--- What is needed ---
All entries are to be given again verbatim.

--- Available data ---
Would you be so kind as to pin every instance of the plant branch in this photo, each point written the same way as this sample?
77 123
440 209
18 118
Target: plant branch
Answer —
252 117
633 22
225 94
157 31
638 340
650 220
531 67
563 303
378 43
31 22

--- Solution to the exercise ---
Would you be so kind as to pin every instance of the plant branch in this photo, each point written the same way as this sample?
77 123
440 209
18 118
Target: plant branch
Answer —
252 117
633 22
225 94
157 31
638 340
650 220
531 67
563 303
378 43
31 22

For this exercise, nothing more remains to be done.